**Exercise aim**. Exactly as they appear, output all of the records. Skip any images.

**Input records**.
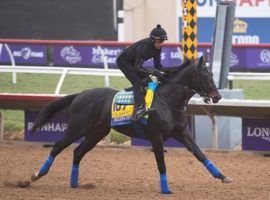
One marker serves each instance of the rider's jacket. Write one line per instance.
(141, 51)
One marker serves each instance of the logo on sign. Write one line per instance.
(259, 132)
(50, 127)
(265, 56)
(27, 53)
(110, 54)
(240, 26)
(234, 60)
(71, 55)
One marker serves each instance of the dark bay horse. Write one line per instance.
(89, 116)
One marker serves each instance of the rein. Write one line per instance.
(167, 105)
(187, 90)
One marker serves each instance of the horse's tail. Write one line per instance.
(52, 108)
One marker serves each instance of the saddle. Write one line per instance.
(123, 105)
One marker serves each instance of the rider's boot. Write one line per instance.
(140, 111)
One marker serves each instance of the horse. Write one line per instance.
(89, 116)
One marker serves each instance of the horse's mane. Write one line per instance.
(179, 72)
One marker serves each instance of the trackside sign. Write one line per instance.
(256, 134)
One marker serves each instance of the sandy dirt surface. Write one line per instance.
(130, 173)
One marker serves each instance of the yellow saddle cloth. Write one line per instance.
(123, 106)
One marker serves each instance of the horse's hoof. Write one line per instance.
(35, 177)
(166, 192)
(226, 179)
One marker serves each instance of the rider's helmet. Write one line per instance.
(159, 34)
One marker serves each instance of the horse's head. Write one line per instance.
(201, 80)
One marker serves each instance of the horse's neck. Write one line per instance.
(176, 94)
(173, 95)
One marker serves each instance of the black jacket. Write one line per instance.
(139, 52)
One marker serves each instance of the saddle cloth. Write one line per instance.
(123, 106)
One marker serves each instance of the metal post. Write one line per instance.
(14, 75)
(222, 43)
(1, 126)
(107, 84)
(214, 128)
(189, 29)
(61, 81)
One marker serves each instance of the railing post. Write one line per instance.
(12, 60)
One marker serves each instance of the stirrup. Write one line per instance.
(136, 117)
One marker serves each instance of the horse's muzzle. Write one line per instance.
(215, 96)
(216, 99)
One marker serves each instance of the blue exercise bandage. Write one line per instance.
(74, 176)
(152, 86)
(211, 168)
(46, 166)
(163, 184)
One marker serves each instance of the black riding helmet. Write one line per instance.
(158, 33)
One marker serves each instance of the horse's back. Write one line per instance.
(92, 105)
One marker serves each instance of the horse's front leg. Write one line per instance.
(157, 144)
(187, 140)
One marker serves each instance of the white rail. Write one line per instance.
(248, 76)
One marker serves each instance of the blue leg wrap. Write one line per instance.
(46, 166)
(211, 168)
(164, 185)
(74, 176)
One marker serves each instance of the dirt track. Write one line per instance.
(130, 174)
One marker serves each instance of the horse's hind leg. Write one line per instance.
(187, 140)
(89, 143)
(68, 139)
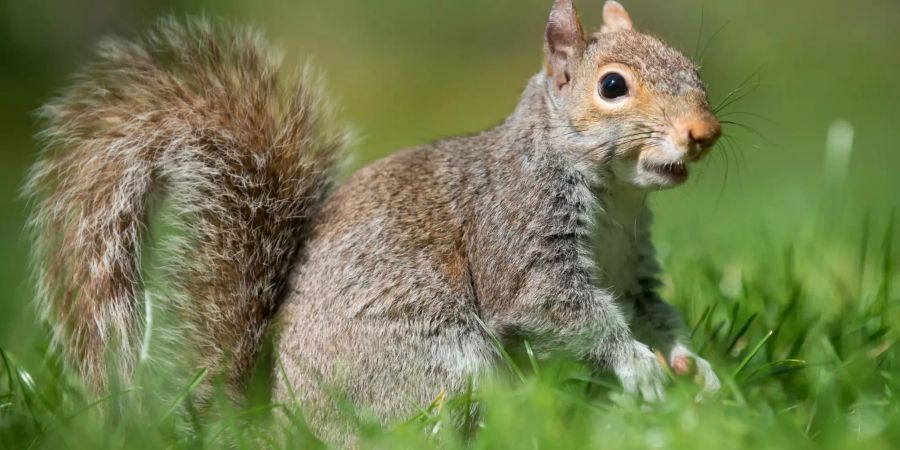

**Result**.
One marker serves each instance of the rider's jacket. Write one line per instance.
(141, 51)
One marker serves each instance of the logo on sign. Write one line per instance.
(259, 132)
(50, 127)
(265, 56)
(27, 53)
(110, 54)
(240, 26)
(234, 60)
(71, 55)
One marker serves each instance of the dark bay horse. Write one line per instance.
(89, 116)
One marker serves each instance of the rein. Write one line per instance.
(167, 105)
(187, 90)
One marker serves each instance of the horse's tail. Write one line per instance.
(52, 108)
One marker serves each instance of the saddle. Write one line per instance.
(123, 105)
One marker serves each instance of the rider's boot. Write one line per instance.
(140, 111)
One marker serves each instance of the horse. Write one line per instance.
(89, 116)
One marker serves each instance of the horse's mane. Write one line per instance.
(179, 72)
One marker serves each instance of the trackside sign. Write one line per instance.
(256, 134)
One marker serves each instance of the sandy dirt surface. Write one line per instance.
(130, 173)
One marker serves each instance of the yellow saddle cloth. Write one line per instance.
(123, 106)
One marker serves each instance of the horse's hoof. Write one line per instance.
(35, 177)
(166, 192)
(226, 179)
One marker serves each instance of the rider's helmet. Write one line per instance.
(159, 34)
One marker serves each instance of the horse's head. Write one line per instance.
(201, 80)
One marker serves each instance of the horse's neck. Write one line per instance.
(176, 94)
(173, 95)
One marker serves each instance of the black jacket. Write one line per instance.
(139, 52)
One marker serves each instance of the saddle cloth. Write one line per instance.
(123, 106)
One marker serves each instance of the metal post. Write one line per instance.
(14, 75)
(222, 43)
(1, 126)
(107, 84)
(214, 128)
(189, 29)
(61, 81)
One marker serves each instance of the railing post. Write one line per instance.
(12, 60)
One marker serves each instance of the stirrup. Write one line per instance.
(136, 117)
One marker serves each instance of the horse's muzzle. Write one line per instance.
(215, 96)
(216, 99)
One marker serves each instance of the blue exercise bandage. Write one line per instance.
(74, 176)
(152, 86)
(211, 168)
(46, 166)
(163, 184)
One marker serves each instance of the black riding helmet. Write one line per instance.
(158, 33)
One marker serves each instance of the horse's back. Write one line per instance.
(92, 105)
One marker serves each instance of the horse's front leg. Write one line per instance.
(157, 144)
(187, 140)
One marker serves each instance of the white rail. Write one line per instance.
(248, 76)
One marker serves each instance of the blue leg wrap. Write one line per instance.
(46, 166)
(211, 168)
(164, 185)
(74, 176)
One marker serves each instance of the dirt track. Write one line per instance.
(130, 174)
One marker serves each instance of the horse's hind leg. Write one line per instance.
(187, 140)
(89, 143)
(68, 139)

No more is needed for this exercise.